» 作業内容
以下のシイラ釣りの文章を、「さて、シイラがヒットしたらど」を含む語句から一字一句変えずに書き写し、「が起こる可能性があるからだ。」まで写したところで止めてください。

さて、シイラがヒットしたらどうするか? まずは鋭く合わせを入れること。そしてロッドを常に曲げた状態を保ちながらやりとりする。フックはバーブレスなので、テンションを保っていないとバレやすい。ロッドを立てると、シイラはジャンプすることがあるので、ロッドティップを下側に構えファイトしたい。シイラが走る時はラインを出し、止まった時や巻けるときはどんどん巻く。船べりまで寄ったら、ネットマン(船長や隣のアングラー)のネットへと誘導。無理に誘導せず、シイラの動きに合わせてネットへと近づけたい。ネットに入ったら、すぐにリールのベールを返して船上へのネットを入れ、ハリに気を付けながらルアーをネットの中で外してからシイラを出すこと。ルアーが付いたままだと、シイラが暴れて足などにフックが刺さるトラブルが起こる可能性があるからだ。

ヒット1

ヒット2

ファイトは慌てずに、シイラの動きに合わせて寄せてくる。ランディング時のネットマンとの呼吸も大切。声を掛け合うのが良い。

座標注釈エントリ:

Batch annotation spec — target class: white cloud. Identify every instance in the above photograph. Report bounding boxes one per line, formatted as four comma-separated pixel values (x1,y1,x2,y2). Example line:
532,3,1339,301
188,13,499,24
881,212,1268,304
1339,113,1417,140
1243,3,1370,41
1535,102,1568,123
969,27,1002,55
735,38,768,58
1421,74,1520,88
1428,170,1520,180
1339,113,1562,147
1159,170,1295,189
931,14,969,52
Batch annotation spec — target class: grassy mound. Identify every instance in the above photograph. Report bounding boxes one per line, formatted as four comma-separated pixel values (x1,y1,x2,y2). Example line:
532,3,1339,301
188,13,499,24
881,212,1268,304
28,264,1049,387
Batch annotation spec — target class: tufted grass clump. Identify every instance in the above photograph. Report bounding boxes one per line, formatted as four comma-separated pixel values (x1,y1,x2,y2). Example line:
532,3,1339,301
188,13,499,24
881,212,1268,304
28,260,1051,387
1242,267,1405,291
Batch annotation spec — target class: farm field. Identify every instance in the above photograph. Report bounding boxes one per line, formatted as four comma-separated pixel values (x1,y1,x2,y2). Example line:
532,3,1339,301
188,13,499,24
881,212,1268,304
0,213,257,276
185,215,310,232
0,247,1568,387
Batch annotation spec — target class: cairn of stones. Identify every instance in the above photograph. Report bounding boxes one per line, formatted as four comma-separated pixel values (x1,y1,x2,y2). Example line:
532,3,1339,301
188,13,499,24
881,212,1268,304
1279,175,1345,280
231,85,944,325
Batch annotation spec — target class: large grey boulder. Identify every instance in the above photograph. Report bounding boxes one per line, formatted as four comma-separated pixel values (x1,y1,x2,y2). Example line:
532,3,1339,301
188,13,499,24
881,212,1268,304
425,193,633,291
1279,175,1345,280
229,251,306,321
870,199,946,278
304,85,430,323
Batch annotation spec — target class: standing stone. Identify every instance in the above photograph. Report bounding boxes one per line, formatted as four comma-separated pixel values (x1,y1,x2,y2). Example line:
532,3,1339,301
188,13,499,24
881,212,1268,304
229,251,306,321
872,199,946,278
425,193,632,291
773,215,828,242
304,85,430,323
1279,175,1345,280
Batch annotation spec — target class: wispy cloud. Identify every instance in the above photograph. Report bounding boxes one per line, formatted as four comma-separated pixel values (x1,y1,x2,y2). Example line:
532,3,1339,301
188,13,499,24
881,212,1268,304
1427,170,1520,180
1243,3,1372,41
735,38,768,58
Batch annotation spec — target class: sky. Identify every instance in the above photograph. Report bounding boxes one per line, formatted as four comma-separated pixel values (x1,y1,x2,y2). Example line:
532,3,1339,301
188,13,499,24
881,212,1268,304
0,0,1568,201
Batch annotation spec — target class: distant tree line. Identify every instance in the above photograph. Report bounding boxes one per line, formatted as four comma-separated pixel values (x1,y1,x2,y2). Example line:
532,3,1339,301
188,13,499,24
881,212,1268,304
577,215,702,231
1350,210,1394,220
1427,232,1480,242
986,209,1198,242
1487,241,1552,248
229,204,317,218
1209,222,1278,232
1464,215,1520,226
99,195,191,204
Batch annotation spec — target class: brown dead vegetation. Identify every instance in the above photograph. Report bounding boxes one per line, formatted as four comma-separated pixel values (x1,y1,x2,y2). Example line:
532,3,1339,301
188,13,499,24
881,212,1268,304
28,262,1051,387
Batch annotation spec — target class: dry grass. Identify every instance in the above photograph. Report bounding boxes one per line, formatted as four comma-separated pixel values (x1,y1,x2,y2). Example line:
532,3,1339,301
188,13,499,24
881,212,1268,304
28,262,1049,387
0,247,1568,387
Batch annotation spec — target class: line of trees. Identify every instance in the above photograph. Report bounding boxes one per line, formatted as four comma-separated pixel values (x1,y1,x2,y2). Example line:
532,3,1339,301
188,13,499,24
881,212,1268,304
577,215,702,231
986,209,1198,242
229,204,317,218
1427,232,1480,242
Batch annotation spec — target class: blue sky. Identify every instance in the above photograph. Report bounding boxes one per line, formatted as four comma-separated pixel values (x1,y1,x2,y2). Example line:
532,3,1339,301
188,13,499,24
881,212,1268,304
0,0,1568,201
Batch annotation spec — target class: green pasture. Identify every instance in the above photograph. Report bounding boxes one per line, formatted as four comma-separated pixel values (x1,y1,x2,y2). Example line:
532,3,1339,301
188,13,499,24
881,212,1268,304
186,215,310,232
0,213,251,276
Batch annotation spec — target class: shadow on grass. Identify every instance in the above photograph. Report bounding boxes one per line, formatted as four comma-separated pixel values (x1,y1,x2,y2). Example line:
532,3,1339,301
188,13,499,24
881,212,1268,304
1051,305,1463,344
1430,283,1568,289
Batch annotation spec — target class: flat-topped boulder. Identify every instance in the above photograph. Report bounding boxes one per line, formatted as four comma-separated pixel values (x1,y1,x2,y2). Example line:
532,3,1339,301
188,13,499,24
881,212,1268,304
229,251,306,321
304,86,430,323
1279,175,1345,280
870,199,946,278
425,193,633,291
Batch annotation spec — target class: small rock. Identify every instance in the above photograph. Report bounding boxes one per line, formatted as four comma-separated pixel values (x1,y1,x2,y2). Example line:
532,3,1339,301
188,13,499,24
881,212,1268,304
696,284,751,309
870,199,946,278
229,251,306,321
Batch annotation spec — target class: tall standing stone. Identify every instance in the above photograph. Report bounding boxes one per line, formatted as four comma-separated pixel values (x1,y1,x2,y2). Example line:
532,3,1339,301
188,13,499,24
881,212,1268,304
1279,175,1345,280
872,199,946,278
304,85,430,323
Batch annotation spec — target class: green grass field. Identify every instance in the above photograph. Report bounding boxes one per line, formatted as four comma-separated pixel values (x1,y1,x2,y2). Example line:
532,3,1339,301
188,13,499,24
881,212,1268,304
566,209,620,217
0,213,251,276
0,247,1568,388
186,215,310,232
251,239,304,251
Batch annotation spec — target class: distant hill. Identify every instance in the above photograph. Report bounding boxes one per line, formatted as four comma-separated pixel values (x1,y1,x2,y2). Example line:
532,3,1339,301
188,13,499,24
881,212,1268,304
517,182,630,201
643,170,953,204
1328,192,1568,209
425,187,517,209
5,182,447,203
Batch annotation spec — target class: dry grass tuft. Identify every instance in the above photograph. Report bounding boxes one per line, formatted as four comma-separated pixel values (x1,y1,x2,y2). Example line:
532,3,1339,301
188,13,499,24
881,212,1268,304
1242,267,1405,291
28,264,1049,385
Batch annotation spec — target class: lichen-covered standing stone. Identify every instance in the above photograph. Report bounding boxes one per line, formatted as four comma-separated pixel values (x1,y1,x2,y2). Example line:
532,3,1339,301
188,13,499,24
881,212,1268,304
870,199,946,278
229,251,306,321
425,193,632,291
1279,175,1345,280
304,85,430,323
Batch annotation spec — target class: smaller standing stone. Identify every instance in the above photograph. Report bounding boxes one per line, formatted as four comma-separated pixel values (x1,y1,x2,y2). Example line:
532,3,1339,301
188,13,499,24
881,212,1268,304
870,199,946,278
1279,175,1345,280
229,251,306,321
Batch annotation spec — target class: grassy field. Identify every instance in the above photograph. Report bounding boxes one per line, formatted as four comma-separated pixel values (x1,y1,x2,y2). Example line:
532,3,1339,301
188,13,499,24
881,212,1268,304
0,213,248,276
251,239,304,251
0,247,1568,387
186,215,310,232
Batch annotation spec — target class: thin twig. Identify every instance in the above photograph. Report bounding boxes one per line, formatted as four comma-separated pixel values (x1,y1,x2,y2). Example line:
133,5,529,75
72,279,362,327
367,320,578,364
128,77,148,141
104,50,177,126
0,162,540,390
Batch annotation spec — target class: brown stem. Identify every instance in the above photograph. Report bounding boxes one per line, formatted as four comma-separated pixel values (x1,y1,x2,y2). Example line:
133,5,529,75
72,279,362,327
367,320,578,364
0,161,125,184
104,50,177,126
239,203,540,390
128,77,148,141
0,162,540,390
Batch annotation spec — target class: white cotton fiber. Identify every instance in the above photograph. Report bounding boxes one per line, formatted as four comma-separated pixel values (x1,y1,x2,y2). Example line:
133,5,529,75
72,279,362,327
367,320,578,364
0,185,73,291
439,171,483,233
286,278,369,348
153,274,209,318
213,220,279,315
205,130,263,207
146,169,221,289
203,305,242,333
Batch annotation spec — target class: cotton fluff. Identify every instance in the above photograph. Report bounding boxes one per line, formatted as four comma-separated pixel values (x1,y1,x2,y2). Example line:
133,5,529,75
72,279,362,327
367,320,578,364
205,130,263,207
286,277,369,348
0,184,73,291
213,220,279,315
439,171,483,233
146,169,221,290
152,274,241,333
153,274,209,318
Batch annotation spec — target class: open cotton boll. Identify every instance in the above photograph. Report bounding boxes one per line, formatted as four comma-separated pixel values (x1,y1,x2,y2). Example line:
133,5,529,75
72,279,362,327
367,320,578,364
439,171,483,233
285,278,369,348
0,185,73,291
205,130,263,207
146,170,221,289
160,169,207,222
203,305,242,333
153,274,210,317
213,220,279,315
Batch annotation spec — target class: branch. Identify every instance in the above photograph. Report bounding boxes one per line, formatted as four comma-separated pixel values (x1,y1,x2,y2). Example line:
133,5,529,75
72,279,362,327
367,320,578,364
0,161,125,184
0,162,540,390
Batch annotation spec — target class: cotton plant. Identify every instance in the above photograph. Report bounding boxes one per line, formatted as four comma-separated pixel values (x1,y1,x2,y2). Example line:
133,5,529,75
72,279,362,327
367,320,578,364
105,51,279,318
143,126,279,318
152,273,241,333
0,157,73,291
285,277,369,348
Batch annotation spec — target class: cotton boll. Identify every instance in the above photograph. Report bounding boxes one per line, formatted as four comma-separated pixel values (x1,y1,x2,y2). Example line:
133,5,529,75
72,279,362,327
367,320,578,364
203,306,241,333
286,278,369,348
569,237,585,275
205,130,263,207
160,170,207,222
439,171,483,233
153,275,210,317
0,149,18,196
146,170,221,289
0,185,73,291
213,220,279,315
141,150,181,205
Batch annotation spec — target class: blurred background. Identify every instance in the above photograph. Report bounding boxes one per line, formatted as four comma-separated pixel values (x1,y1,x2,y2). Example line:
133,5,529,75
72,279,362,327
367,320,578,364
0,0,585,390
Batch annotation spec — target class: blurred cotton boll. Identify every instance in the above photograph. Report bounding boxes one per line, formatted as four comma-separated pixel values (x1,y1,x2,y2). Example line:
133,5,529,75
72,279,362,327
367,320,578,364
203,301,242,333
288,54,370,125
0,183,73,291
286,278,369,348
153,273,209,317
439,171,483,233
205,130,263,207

» 作業結果
さて、シイラがヒットしたらどうするか? まずは鋭く合わせを入れること。そしてロッドを常に曲げた状態を保ちながらやりとりする。フックはバーブレスなので、テンションを保っていないとバレやすい。ロッドを立てると、シイラはジャンプすることがあるので、ロッドティップを下側に構えファイトしたい。シイラが走る時はラインを出し、止まった時や巻けるときはどんどん巻く。船べりまで寄ったら、ネットマン(船長や隣のアングラー)のネットへと誘導。無理に誘導せず、シイラの動きに合わせてネットへと近づけたい。ネットに入ったら、すぐにリールのベールを返して船上へのネットを入れ、ハリに気を付けながらルアーをネットの中で外してからシイラを出すこと。ルアーが付いたままだと、シイラが暴れて足などにフックが刺さるトラブルが起こる可能性があるからだ。